#### Provided passage
══════════

It seems like it was just yesterday that Sitaram Kesri's car rolled up to the gates of Rashtrapati Bhavan, and the then Congress president informed a stunned Dr Shankar Dayal Sharma that his party was withdrawing support from the Deve Gowda ministry. Actually, it was just under 10 years ago that this drama took place.
Nobody is quite sure who wrote the letter that the Congress president read out to the President. (Rumours persist that the author is currently a senior member of the Manmohan Singh Cabinet.) But that curious and rambling document alleged, among other things, that the United Front had failed to support the cause of secularism in the then recently-concluded Punjab Vidhan Sabha polls (which were swept by the Akali Dal and the BJP).
There is a nagging sense of history repeating itself today. Once again, Punjab is in the throes of election fever. And once again the Congress president and the prime minister of the day don't seem to be singing in chorus.

══════════

#### Information provided
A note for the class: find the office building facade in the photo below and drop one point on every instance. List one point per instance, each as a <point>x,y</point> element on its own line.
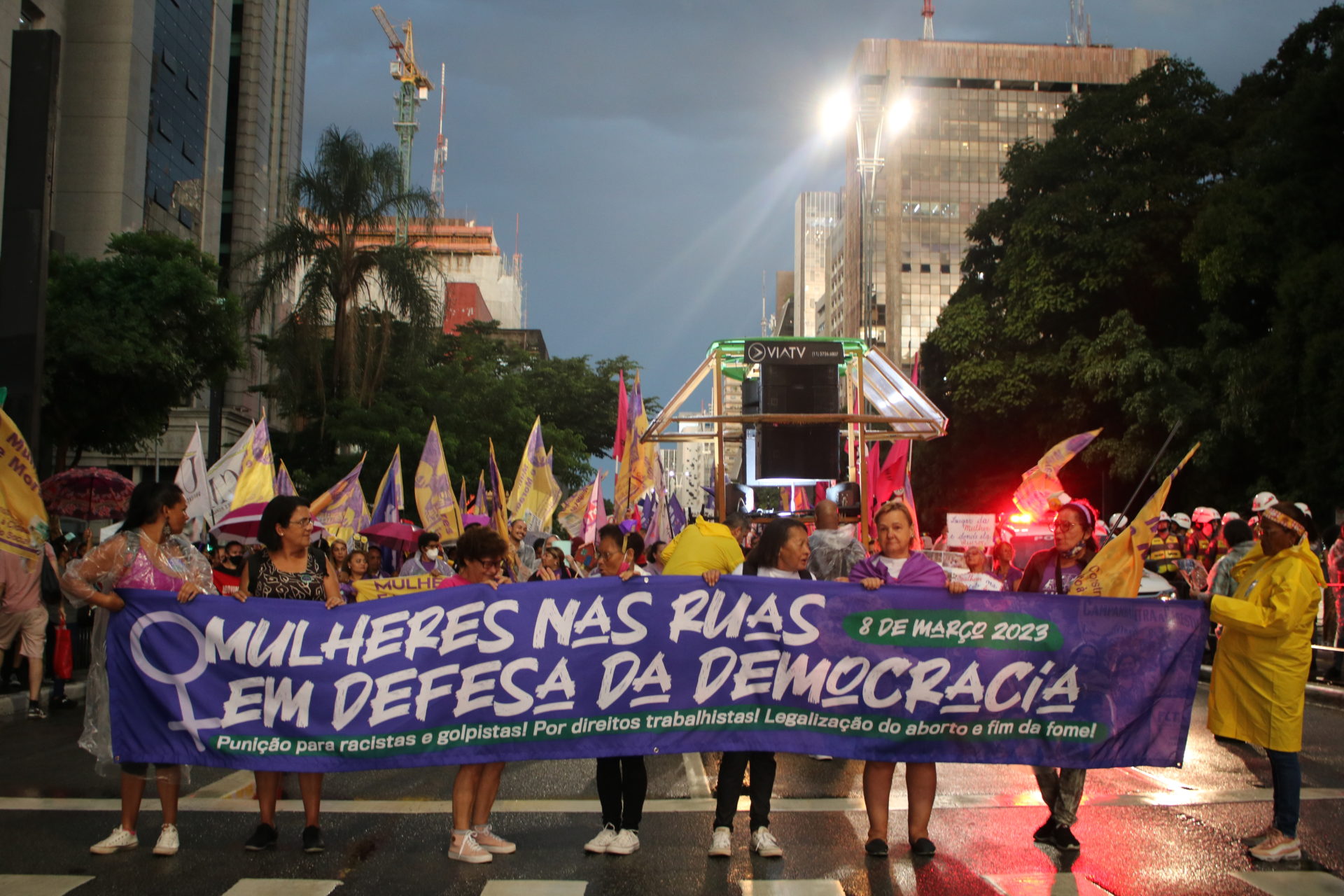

══════════

#### Brief
Can you quote the Sitaram Kesri passage word for word, between "Nobody is quite" and "singing in chorus.", inclusive?

#### Exercise response
Nobody is quite sure who wrote the letter that the Congress president read out to the President. (Rumours persist that the author is currently a senior member of the Manmohan Singh Cabinet.) But that curious and rambling document alleged, among other things, that the United Front had failed to support the cause of secularism in the then recently-concluded Punjab Vidhan Sabha polls (which were swept by the Akali Dal and the BJP).
There is a nagging sense of history repeating itself today. Once again, Punjab is in the throes of election fever. And once again the Congress president and the prime minister of the day don't seem to be singing in chorus.